(Page text Opens)
Impact Award + Convocation Speakers, Spring 2020
Ava Karanjia had a different approach to choosing her major.
“I looked up people on LinkedIn with the title of ‘Chief Scientist,’” she says. “The majority of these people started with a degree in chemical engineering and branched into a lot of other research fields, including biologically relevant areas.”
Chemical engineers have a unique ability to bridge disciplines from pure sciences to applied engineering — a quality Karanjia wanted for her future. She decided to add a second major, microbiology, to round out her skills.
Though the honors student was highly involved in research and other activities outside of class related to her majors, Karanjia says, “None of the work I was doing ever felt like a chore, and I truly believe that work/life balance is extremely important.”
She has had leadership roles including as outreach director and president of the ASU chapter of the American Institute of Chemical Engineers, where she led “an amazing group of chemical engineering students.”
One of Karanjia’s requirements for choosing a university was the ability to pursue research from day one, and ASU and ASU School of Life Sciences Assistant Professor Heather Bean helped her to make the most of her student research career.
“In Dr. Bean’s group, I have acquired all these new skills and really pushed myself toward something new,” she says. “Dr. Bean really emphasized the importance of telling a story with our science, and that in itself is what has led me to be so successful in research.”
Through this research opportunity, Karanjia has participated in multiple programs as a School of Life Sciences Research Fellow and a NASA/ASU Space Grant Scholar.
Karanjia’s research has taken her to a lot of interesting places. This last summer, Karanjia worked at the NASA Ames Research Center on a carbon dioxide biomanufacturing system, which can be used to resupply astronauts with resources like nutrients and pharmaceuticals. She screened nontraditional yeast species for implementation in a bioreactor component of an electrochemical cell system. She also has enjoyed the diversity of projects and opportunities to work across disciplines provided by the Ira A. Fulton Schools of Engineering.
Karanjia participated in the Grand Challenges Scholars Program, where her focus was on solving interdisciplinary health challenges. In addition, the Fulton Schools has helped in supporting Karanjia to attend 17 conferences to present her research. Ava received three first-place awards from conferences: the 2018 and 2019 Annual AIChE Student Conference and the 2018 Society of Women Engineers We’18 Conference.
(Page text Closes)
(Data excerpts Opens)
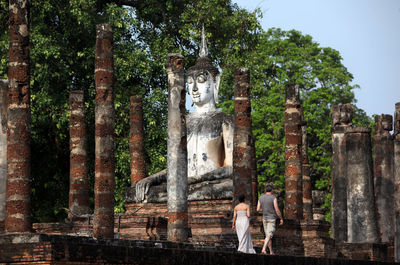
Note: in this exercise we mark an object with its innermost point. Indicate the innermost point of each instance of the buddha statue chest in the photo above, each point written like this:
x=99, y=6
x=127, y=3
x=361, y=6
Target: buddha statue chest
x=206, y=145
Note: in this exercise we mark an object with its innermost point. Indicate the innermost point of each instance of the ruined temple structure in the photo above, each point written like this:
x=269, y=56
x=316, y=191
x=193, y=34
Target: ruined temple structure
x=18, y=191
x=211, y=158
x=383, y=177
x=136, y=140
x=3, y=150
x=79, y=182
x=396, y=180
x=366, y=217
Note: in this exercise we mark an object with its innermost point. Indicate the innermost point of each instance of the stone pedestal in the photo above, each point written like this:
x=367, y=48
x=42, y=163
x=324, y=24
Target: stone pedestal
x=104, y=134
x=361, y=216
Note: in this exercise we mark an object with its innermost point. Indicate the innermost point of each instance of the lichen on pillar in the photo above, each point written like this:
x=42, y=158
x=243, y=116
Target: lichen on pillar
x=383, y=177
x=396, y=179
x=18, y=188
x=306, y=180
x=177, y=180
x=293, y=149
x=361, y=215
x=136, y=140
x=3, y=150
x=103, y=226
x=341, y=119
x=243, y=137
x=78, y=174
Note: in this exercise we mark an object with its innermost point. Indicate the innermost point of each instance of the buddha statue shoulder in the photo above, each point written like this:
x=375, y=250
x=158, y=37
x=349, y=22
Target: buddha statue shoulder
x=209, y=141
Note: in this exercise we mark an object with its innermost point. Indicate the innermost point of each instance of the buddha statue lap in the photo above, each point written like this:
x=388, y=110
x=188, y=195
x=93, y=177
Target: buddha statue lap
x=209, y=142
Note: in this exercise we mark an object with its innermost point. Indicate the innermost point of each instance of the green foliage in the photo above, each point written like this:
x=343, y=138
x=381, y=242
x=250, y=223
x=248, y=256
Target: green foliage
x=278, y=58
x=62, y=59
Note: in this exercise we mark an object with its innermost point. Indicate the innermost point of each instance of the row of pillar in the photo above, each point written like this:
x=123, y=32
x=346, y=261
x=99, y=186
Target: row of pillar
x=369, y=210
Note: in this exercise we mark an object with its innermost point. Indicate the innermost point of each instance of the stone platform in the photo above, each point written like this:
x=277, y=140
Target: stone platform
x=56, y=249
x=210, y=223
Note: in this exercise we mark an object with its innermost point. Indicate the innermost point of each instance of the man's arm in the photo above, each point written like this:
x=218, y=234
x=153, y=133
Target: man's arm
x=278, y=212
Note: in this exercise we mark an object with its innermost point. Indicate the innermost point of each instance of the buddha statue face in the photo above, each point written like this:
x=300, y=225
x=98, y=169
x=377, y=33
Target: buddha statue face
x=202, y=88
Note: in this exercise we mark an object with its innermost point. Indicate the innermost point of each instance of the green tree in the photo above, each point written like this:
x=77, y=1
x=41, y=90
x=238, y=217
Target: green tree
x=278, y=58
x=62, y=59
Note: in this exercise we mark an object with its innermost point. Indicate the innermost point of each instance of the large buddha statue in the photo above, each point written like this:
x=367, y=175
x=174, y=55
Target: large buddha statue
x=209, y=142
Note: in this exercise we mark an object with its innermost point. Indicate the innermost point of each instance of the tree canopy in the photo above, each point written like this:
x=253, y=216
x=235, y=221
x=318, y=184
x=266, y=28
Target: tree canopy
x=62, y=36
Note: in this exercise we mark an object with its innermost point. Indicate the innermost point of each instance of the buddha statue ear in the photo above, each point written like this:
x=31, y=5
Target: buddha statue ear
x=216, y=87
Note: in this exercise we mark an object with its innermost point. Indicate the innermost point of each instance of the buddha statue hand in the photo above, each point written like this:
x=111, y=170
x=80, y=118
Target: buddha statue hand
x=142, y=186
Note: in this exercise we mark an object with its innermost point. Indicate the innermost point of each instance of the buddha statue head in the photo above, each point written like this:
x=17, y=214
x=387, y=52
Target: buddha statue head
x=203, y=80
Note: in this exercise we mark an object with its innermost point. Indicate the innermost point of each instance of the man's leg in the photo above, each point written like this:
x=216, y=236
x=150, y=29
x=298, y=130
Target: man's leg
x=267, y=241
x=271, y=252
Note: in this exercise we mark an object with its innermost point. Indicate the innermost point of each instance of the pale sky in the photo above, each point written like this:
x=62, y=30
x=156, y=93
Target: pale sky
x=365, y=32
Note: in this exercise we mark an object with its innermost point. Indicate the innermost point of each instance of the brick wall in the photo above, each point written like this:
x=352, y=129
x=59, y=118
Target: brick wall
x=78, y=250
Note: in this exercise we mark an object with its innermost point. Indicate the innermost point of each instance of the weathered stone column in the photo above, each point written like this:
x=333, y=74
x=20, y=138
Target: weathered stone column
x=136, y=140
x=361, y=216
x=307, y=195
x=383, y=177
x=18, y=190
x=78, y=173
x=341, y=119
x=396, y=179
x=243, y=137
x=254, y=176
x=104, y=134
x=293, y=143
x=177, y=181
x=3, y=150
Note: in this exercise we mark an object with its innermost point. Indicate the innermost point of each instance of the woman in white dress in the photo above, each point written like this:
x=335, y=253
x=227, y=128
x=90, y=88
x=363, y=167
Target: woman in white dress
x=241, y=224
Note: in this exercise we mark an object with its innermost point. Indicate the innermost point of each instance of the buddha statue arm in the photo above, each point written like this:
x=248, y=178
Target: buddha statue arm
x=219, y=173
x=142, y=186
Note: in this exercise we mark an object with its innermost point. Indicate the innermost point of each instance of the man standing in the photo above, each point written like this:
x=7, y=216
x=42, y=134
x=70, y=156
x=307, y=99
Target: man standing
x=269, y=206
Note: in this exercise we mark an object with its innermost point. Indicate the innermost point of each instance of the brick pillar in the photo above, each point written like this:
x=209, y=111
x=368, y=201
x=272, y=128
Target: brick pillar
x=293, y=144
x=136, y=140
x=396, y=179
x=18, y=188
x=104, y=134
x=3, y=150
x=307, y=196
x=383, y=177
x=341, y=119
x=177, y=182
x=361, y=216
x=78, y=173
x=243, y=138
x=254, y=176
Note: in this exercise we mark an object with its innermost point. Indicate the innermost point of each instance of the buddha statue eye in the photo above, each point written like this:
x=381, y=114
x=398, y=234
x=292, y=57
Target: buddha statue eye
x=201, y=78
(Data excerpts Closes)
== How to complete this task ==
Pick up the profile of Ava Karanjia after its final sentence and carry it forward by a few paragraphs.

== Task response ==
Other activities have helped instill the importance of giving back to the community through education. She has helped other students find their path as a peer mentor in the Tooker House Residential Community on campus, and guided prospective students to see their future at ASU as the outreach director and special events director for Fulton Ambassadors. Karanjia has been eager to be a role model for girls and minorities in STEM.
After earning her doctorate in chemical engineering at the University of Washington as a National Science Foundation Graduate Research Fellow, Karanjia hopes to apply her interdisciplinary skills to develop biological alternatives to nonrenewable resources.
“I am really excited to receive the Graduate Research Fellow award, as it taps me into a network of scholars and additional resources provided by a couple of major government agencies,” she says.
The NSF Graduate Research Fellowship Program recognizes outstanding graduate students who are pursuing doctoral degrees. The program provides funding for their education and the freedom to conduct research at any accredited institution of their choice. These fellows often go on to achieve high levels of success in academic and industry careers, and become leading contributors to their fields.
“I hope to increase knowledge within the biochemical engineering field and lead a group of researchers focused on understanding microbial intricacies in either the governmental realm (either the U.S. Department of Energy or NASA) or as a professor at a leading university,” Karanjia says.